* [Task directions] In the entries that follow, how many lines hold "stone"? Nothing but the number is expected.
==================================================
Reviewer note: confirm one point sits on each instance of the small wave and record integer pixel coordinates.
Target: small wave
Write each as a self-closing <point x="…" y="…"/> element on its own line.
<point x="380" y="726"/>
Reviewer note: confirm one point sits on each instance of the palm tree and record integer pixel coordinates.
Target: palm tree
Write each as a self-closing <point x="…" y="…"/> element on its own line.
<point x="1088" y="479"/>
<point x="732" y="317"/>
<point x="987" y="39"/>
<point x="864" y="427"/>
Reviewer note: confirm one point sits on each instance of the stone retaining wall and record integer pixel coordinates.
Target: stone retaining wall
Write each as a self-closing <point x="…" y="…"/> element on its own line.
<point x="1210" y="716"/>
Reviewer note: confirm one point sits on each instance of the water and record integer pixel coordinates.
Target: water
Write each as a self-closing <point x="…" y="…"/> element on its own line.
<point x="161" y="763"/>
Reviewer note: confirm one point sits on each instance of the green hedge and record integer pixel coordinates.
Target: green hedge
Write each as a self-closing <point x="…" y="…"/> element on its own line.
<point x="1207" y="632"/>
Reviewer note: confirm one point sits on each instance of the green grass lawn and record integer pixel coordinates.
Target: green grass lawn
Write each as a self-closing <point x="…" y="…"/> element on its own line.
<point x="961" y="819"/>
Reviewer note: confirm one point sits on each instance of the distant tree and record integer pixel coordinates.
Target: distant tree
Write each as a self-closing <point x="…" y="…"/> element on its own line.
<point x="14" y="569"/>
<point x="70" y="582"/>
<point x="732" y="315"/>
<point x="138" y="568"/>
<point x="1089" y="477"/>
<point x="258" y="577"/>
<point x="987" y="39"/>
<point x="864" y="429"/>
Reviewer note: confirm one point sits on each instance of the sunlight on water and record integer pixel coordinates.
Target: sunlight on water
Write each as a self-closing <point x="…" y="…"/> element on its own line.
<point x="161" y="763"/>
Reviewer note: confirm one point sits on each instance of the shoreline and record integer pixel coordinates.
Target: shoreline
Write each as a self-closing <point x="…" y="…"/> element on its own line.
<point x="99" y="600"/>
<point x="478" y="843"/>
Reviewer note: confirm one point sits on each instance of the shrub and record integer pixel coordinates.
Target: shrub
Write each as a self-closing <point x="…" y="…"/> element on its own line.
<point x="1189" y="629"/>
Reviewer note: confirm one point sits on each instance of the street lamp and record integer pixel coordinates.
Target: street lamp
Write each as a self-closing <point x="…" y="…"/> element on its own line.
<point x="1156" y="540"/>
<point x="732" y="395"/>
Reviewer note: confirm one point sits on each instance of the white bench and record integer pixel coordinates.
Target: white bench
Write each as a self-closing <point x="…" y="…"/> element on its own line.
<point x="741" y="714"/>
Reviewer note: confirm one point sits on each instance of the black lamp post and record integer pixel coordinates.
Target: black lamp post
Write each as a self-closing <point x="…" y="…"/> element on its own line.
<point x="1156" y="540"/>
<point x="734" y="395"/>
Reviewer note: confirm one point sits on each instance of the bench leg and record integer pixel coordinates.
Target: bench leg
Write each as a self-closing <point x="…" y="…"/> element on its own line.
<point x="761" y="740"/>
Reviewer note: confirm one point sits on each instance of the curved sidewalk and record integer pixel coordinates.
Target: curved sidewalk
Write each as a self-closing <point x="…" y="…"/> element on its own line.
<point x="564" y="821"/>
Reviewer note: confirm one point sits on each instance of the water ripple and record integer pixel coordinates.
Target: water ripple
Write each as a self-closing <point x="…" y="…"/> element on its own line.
==================================================
* [Output below] 2